Page extract =
============

The contrast is particularly stark in older towns that have a colonial history. Here the deliberate division between the company town and the kasbah remains entrenched despite the end of colonial rule. Mirzapur in Uttar Pradesh for example is typical of such towns. The old city is a maze of extremely narrow roads while the sarkari area is neat and orderly with prized locations overlooking the river reserved for the bungalows of government officials. Sewerage lines in this part of the town skip the areas where the poorest communities live. An estimated 29% of Mirzapur’s population of 205,264 (2001 census) is poor, living in one of the 51 listed slum colonies. Many of these colonies have no water or electricity.

Delivery of services

Another consequence of poorly managed finance is the failure of municipal bodies to deliver basic urban services. The management of solid waste in small towns is a particularly useful indicator to judge the efficiency of urban local bodies. Metropolitan cities are better provided with both water and solid waste management systems than other urban centres. In fact, only one-third of Class I cities and one-fifth of small towns have sewerage systems. Clearly, as investment levels are higher in the former due to concentration of population, their residents are better served (8).

For efficient solid waste management (SWM), considerable capital investment is needed. In metros, motorised transport is used to collect and dispose of solid waste. There are funds to ensure that these vehicles are well maintained. Some small towns might have vehicles but more often than not these cannot be used because of poor maintenance. As a result, they are dependent on manual collection or using cycle rickshaws.

Many municipal bodies in small towns do not have the funds to transport solid waste to dumps outside the urban area. As a result, waste is dumped within town limits. Hence, while in Mirzapur you see piles of garbage alongside the temples that dot the banks of the river Ganga, empty plots within town limits inevitably become garbage dumps in other towns.

============

[Records from a data source]
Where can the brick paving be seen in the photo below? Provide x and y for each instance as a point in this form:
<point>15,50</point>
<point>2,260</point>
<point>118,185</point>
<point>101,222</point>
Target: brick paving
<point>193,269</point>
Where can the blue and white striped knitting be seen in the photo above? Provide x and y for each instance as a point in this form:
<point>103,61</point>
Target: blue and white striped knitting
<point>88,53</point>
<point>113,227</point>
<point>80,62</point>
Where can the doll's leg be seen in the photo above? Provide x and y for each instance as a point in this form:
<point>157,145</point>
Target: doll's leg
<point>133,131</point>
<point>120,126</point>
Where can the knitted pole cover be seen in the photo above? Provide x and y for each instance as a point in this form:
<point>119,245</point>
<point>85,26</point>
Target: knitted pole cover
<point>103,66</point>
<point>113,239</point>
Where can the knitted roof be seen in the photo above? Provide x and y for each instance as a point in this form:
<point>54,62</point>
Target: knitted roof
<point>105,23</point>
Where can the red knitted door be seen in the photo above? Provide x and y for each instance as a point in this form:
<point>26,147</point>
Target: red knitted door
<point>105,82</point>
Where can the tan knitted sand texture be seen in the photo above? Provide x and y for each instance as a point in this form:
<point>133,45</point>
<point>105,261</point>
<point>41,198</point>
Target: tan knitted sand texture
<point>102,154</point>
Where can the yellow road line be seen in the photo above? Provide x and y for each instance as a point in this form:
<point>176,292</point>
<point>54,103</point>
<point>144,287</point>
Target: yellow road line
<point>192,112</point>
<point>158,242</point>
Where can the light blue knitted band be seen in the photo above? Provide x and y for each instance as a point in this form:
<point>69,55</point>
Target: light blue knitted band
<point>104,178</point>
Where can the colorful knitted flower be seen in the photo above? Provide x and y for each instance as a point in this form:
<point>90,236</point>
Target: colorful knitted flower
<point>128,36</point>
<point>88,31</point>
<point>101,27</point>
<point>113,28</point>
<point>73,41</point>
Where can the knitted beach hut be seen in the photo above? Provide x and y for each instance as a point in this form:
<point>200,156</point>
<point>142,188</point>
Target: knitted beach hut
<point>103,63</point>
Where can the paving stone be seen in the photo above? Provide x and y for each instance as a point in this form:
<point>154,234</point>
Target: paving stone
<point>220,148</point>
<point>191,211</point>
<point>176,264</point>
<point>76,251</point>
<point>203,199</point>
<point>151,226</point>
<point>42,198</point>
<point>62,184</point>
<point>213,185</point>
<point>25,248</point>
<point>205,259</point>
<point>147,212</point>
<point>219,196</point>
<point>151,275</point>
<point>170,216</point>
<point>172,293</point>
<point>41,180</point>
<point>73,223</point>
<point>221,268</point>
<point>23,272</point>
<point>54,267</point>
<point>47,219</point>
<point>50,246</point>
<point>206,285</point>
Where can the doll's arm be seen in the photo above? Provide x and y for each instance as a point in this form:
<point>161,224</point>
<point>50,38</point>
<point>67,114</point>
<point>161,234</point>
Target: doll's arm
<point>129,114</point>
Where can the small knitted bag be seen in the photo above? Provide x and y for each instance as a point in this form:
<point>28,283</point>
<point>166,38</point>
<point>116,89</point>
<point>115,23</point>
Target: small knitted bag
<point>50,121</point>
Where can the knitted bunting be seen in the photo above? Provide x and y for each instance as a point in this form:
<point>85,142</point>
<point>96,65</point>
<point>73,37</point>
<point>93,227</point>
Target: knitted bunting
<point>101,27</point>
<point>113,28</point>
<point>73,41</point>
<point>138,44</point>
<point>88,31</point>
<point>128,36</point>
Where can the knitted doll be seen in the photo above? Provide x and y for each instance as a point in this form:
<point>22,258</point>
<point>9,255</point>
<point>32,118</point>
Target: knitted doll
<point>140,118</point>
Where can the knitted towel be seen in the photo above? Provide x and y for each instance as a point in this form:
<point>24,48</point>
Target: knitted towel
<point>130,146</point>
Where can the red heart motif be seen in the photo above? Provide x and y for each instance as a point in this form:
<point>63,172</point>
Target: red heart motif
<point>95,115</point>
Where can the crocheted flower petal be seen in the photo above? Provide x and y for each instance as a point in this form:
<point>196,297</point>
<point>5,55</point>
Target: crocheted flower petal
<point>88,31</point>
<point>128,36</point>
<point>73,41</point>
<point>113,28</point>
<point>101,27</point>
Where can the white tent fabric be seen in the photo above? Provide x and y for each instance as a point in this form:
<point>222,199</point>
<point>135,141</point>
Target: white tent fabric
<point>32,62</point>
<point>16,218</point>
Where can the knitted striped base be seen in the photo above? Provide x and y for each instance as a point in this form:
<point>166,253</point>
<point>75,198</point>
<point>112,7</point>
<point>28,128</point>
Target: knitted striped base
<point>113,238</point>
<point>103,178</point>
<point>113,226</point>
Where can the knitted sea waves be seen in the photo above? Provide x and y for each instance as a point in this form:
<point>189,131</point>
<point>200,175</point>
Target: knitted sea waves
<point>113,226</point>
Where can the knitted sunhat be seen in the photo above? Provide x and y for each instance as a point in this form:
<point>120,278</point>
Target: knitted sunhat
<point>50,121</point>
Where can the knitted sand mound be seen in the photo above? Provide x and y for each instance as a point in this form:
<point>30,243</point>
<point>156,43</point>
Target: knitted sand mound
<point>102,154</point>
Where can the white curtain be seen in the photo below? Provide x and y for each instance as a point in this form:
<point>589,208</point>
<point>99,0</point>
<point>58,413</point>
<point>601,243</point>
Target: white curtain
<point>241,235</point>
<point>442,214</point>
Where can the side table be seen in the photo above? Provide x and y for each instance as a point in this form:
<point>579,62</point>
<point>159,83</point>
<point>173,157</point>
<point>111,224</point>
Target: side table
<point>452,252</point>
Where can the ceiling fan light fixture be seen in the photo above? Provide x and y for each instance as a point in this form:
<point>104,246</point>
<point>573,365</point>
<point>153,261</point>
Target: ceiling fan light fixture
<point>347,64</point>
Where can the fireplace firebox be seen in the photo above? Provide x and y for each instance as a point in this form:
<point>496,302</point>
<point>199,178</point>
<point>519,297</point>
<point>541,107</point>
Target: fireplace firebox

============

Directions =
[1] Summarize the passage on small-town services in two sentences.
[2] Rewrite the passage on small-town services between "Another consequence of" and "better served (8).", inclusive, renaming "urban local bodies" as "town councils".

Results by task =
[1] Older towns with a colonial history, such as Mirzapur in Uttar Pradesh, keep a sharp divide between a neat, orderly government area and an old city of narrow roads, and many of its slum colonies have no water or electricity. Poorly managed finance leaves municipal bodies in small towns unable to deliver basic services such as solid waste management, so they rely on manual collection or cycle rickshaws and dump waste within town limits.

[2]
Another consequence of poorly managed finance is the failure of municipal bodies to deliver basic urban services. The management of solid waste in small towns is a particularly useful indicator to judge the efficiency of town councils. Metropolitan cities are better provided with both water and solid waste management systems than other urban centres. In fact, only one-third of Class I cities and one-fifth of small towns have sewerage systems. Clearly, as investment levels are higher in the former due to concentration of population, their residents are better served (8).